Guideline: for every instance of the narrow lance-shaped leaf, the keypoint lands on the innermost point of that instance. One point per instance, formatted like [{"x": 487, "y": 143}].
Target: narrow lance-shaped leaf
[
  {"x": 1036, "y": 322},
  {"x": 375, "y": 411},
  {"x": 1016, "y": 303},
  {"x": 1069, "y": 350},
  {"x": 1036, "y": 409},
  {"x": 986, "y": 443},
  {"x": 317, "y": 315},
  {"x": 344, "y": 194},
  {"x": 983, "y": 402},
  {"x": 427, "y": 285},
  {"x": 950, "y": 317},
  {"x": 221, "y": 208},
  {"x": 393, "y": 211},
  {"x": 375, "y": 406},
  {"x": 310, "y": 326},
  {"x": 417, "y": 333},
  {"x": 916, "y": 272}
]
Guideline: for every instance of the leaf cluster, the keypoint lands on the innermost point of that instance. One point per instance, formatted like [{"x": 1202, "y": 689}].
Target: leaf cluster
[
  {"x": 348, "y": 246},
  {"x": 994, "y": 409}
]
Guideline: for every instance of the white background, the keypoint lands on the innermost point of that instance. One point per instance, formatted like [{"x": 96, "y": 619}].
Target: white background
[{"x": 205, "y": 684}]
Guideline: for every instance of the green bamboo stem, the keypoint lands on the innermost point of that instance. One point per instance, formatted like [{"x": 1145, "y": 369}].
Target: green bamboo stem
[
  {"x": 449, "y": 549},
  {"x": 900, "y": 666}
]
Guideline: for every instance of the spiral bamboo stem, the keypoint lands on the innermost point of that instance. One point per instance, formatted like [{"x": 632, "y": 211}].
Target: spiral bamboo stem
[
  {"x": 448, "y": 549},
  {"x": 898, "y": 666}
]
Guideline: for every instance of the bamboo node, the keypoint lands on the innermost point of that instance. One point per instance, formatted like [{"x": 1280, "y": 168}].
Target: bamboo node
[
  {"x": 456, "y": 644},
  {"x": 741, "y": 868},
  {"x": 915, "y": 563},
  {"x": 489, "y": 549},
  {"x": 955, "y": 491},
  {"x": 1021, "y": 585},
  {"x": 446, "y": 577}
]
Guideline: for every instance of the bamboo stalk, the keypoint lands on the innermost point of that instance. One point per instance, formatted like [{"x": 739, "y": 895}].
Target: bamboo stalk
★ ★ ★
• **Required work**
Each line of the listing must be output once more, exactly as shown above.

• **Exercise output**
Guideline: for every instance of the narrow lance-shaped leaf, the keypoint lands on the innermost point of that instance. One point per instance, formatted like [{"x": 487, "y": 143}].
Target: narrow lance-shaped leaf
[
  {"x": 1036, "y": 322},
  {"x": 375, "y": 411},
  {"x": 1016, "y": 303},
  {"x": 1069, "y": 350},
  {"x": 1036, "y": 409},
  {"x": 986, "y": 443},
  {"x": 317, "y": 315},
  {"x": 344, "y": 194},
  {"x": 983, "y": 402},
  {"x": 427, "y": 285},
  {"x": 950, "y": 317},
  {"x": 221, "y": 208},
  {"x": 393, "y": 211},
  {"x": 375, "y": 406},
  {"x": 310, "y": 326},
  {"x": 417, "y": 333},
  {"x": 916, "y": 272}
]
Guideline: for every instance of the leaf cluster, the keypoint lands on the innermost point of that instance. One point per instance, formatted like [{"x": 1202, "y": 689}].
Target: leaf cluster
[
  {"x": 348, "y": 246},
  {"x": 994, "y": 409}
]
Guideline: for every instance of the white background, the keypoint lands on the innermost point of that instance. One point per instance, formatted like [{"x": 96, "y": 619}].
Target: white background
[{"x": 205, "y": 684}]
Guideline: for every instance of the green bamboo stem, the keypoint lands on the innermost point of that instance. One point per instance, formatted like [{"x": 1145, "y": 369}].
Target: green bamboo stem
[
  {"x": 449, "y": 549},
  {"x": 900, "y": 666}
]
Guideline: for every instance of the spiral bamboo stem, the keypoint lands on the innermost point of that instance. One point per instance, formatted like [{"x": 632, "y": 211}].
Target: spiral bamboo stem
[
  {"x": 448, "y": 549},
  {"x": 898, "y": 666}
]
Guideline: for every instance of the bamboo node, the keypoint lands on the innermost point of that instance. One point per instance, formatted like [{"x": 1280, "y": 168}].
Target: bamboo node
[
  {"x": 456, "y": 644},
  {"x": 741, "y": 868},
  {"x": 915, "y": 563},
  {"x": 489, "y": 549},
  {"x": 955, "y": 491},
  {"x": 1021, "y": 585},
  {"x": 446, "y": 577}
]
Guideline: for every instance of the bamboo stalk, the keypoint lands on the innermost point of that instance. One point per instance, formatted like [{"x": 739, "y": 895}].
Target: bamboo stalk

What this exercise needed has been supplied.